* Brief
Transcribe the data that follows. Match it character for character.

-- Opening Marker --

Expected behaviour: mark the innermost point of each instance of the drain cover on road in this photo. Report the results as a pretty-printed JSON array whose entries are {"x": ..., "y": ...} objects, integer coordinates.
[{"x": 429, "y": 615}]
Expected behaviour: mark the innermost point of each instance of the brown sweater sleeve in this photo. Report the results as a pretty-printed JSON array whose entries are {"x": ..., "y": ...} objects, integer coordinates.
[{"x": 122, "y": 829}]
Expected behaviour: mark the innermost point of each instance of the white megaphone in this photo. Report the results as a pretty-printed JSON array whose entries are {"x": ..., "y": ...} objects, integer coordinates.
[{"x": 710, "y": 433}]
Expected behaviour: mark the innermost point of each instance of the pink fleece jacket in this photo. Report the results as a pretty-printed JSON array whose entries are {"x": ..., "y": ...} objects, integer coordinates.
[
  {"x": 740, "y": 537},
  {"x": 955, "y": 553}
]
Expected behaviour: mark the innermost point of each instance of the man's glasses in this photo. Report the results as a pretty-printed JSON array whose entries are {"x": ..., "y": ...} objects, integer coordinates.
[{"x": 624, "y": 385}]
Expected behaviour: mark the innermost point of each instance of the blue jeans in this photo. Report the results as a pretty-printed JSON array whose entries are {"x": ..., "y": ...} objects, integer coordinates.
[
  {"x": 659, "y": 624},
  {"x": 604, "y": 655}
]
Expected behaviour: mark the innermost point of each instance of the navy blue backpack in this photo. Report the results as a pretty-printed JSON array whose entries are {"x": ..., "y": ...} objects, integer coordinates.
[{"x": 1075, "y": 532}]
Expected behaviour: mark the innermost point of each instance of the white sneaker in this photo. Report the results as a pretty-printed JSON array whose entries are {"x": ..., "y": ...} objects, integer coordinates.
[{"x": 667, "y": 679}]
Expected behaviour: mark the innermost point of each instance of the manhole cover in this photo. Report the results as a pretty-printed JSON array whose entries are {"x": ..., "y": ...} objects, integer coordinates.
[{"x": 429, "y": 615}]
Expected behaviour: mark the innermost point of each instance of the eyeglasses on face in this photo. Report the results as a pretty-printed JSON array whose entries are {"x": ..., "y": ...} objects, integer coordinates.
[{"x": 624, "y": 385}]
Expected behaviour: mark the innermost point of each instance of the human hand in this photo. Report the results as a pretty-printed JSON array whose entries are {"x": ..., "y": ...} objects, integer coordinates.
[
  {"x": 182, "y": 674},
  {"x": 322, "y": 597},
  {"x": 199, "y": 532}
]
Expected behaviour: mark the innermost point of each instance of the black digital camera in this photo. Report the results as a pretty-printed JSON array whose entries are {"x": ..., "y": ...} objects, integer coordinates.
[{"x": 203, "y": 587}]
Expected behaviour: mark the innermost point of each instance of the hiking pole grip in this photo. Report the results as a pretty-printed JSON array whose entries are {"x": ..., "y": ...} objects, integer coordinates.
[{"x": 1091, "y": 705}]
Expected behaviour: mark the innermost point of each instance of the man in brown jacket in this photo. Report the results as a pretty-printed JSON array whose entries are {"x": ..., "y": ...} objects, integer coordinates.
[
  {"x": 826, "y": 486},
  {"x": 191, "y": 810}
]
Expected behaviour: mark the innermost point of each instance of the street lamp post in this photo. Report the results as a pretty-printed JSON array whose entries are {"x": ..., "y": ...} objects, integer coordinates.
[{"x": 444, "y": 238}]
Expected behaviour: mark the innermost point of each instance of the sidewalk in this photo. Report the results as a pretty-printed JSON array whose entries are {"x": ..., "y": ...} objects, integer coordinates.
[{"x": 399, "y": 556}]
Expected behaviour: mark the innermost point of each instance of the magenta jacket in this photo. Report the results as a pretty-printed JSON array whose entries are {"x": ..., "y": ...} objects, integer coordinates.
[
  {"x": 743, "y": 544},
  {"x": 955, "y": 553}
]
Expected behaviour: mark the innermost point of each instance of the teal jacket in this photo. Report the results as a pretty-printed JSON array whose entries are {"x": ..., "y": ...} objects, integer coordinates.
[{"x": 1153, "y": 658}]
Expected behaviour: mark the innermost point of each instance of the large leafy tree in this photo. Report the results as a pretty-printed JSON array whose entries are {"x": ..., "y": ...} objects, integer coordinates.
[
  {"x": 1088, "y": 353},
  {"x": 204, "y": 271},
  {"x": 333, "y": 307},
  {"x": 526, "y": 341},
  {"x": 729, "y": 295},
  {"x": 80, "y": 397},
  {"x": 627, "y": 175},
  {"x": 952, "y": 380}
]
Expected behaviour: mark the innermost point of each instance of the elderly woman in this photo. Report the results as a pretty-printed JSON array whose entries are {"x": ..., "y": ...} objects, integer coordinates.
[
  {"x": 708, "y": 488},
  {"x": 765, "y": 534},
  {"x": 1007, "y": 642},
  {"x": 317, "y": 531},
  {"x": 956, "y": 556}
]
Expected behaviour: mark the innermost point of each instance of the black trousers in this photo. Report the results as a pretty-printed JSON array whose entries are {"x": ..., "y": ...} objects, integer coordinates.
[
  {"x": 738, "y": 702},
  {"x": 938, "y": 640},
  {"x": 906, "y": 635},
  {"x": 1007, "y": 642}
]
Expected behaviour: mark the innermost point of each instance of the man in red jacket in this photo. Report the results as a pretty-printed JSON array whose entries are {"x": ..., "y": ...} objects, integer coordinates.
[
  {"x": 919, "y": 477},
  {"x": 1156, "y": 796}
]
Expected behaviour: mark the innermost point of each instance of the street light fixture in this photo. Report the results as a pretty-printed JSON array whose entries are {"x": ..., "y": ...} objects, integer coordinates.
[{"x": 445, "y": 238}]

-- Closing Marker --

* Final answer
Expected behaviour: mark the innermost point of each instance of the drain cover on road in this photo. Report the results as a pretty-printed JSON array whose entries are {"x": ..., "y": ...} objects, integer coordinates.
[{"x": 429, "y": 615}]
Expected behaviour: mark the innermost point of each instance of the brown sweater sleeve in this photo. Report the results as a pretty-printed JSON array whose entries are {"x": ..., "y": ...} objects, integer coordinates.
[{"x": 122, "y": 829}]
Expected behaviour: mark the innermost point of each instance of the white megaphone in this photo. Report the results as a pretty-printed JSON array whose entries are {"x": ..., "y": ...} objects, integer coordinates.
[{"x": 710, "y": 433}]
Expected behaviour: mark the innermost point of each instance of the pink fleece jacket in this photo. Report the results as a pretty-printed JSON array whose entries are {"x": ..., "y": ...} objects, integer coordinates.
[
  {"x": 740, "y": 537},
  {"x": 955, "y": 553}
]
Expected behaviour: mark the innermost point of each instance of the man's glasses in this photo. Report the results as a pretty-printed JSON array whose entries are {"x": ..., "y": ...} objects, integer coordinates.
[{"x": 624, "y": 385}]
Expected behaviour: mark the innermost point of each instance of the blue jeans in this photo. Report the results as a pretty-printed JSON array whose entries are {"x": ..., "y": ...} objects, integer coordinates.
[
  {"x": 659, "y": 624},
  {"x": 604, "y": 655}
]
Expected behaviour: mark the innermost point of each instance of the navy blue backpack in this photo. Report the results as a pretty-printed JSON array whose entries are {"x": ..., "y": ...} objects, integer coordinates.
[{"x": 1075, "y": 532}]
Expected behaviour: mark the innermost point of each instance of the white sneaker in this photo. Report the results as a pretty-printed JSON array whose entries are {"x": ..., "y": ...} objects, integer coordinates.
[{"x": 667, "y": 679}]
Expected behaviour: mark the innermost point of each instance of the manhole cover in this photo. Report the results as a pretty-printed JSON array whose entries are {"x": ..., "y": ...} objects, integer coordinates.
[{"x": 429, "y": 615}]
Expected behaviour: mark the innermost point of each instance of the eyeglasses on face in this photo. Report the results as a pretty-printed JSON array whose entries are {"x": ..., "y": ...} objects, integer coordinates.
[{"x": 624, "y": 385}]
Expected behaviour: mark the innermost point of each instance of the human hand in this photo. Report the results as a pretty-printed JSON array whose entries are {"x": ..., "y": ...} objects, integer coordinates.
[
  {"x": 182, "y": 674},
  {"x": 322, "y": 597},
  {"x": 199, "y": 532}
]
Expected behaviour: mark the innermost point of each instance of the black digital camera in this photo. Report the results as a pretty-printed JSON array whose entries are {"x": ..., "y": ...} objects, integer coordinates.
[{"x": 203, "y": 587}]
Expected behaviour: mark the innermost point of each instance of the hiking pole grip in this photo. Report the results as a pretty-printed JSON array whose entries are {"x": ..., "y": ...} objects, integer coordinates.
[{"x": 1091, "y": 705}]
Expected behaviour: mark the innermost point of each instance of the man in brown jacket in this photo. Report the results as a pretty-printed JSON array whose entries are {"x": ..., "y": ...} objects, integer coordinates.
[
  {"x": 826, "y": 486},
  {"x": 191, "y": 810}
]
Expected behaviour: mark the innermost point of each instance of the street lamp post in this photo. Report the results as a pretty-printed JSON array whose entries are {"x": ..., "y": ...} objects, integer coordinates.
[{"x": 444, "y": 238}]
Expected behaviour: mark the innermost point of each instance of the sidewalk in this photo. Report the results as a pretty-printed JSON array whose entries are {"x": ..., "y": ...} objects, integer coordinates.
[{"x": 399, "y": 556}]
Expected behaviour: mark the innermost point of each instance of the magenta jacket in this photo. Report the results as a pretty-printed JSON array whose entries are {"x": ..., "y": ...} objects, integer coordinates.
[
  {"x": 743, "y": 544},
  {"x": 955, "y": 553}
]
Expected behaviour: mark the innermost point of each instance of the teal jacket in this photo. Report the results as a pretty-printed JSON array whose entries are {"x": ..., "y": ...} objects, integer coordinates.
[{"x": 1153, "y": 658}]
Expected behaviour: mark the innermost point of each instance of the large leafy tree in this photo. Report the results as a pretty-printed JSON array whose entries are {"x": ..., "y": ...} objects, integer coordinates.
[
  {"x": 1088, "y": 353},
  {"x": 204, "y": 271},
  {"x": 333, "y": 307},
  {"x": 526, "y": 341},
  {"x": 729, "y": 295},
  {"x": 80, "y": 397},
  {"x": 627, "y": 175},
  {"x": 952, "y": 380}
]
Expected behaviour: mark the innermost point of each instance of the elderly woman in this photo. Report the results as a pretty-printed JSON array whose entries are {"x": ..., "y": ...} objects, integer coordinates.
[
  {"x": 708, "y": 488},
  {"x": 765, "y": 534},
  {"x": 1007, "y": 642},
  {"x": 317, "y": 531},
  {"x": 956, "y": 556}
]
Expected behaviour: mark the innermost point of each instance of the black trousers in this photo. Report the results as a pretty-printed JSON array whose entries are {"x": ..., "y": ...} objects, integer coordinates.
[
  {"x": 738, "y": 702},
  {"x": 938, "y": 640},
  {"x": 906, "y": 635},
  {"x": 1007, "y": 642}
]
Expected behaviour: mark the innermost point of each instance of the man in red jacket in this photo. Report the results as a pretty-printed JSON array whose entries are {"x": ..., "y": ...} objects, integer coordinates.
[
  {"x": 919, "y": 477},
  {"x": 1156, "y": 796}
]
Expected behaviour: mark the innermost point of each instance of the street light fixture in this photo. Report the results as a pretty-printed JSON array whose entries are {"x": ..., "y": ...} objects, integer coordinates.
[{"x": 445, "y": 238}]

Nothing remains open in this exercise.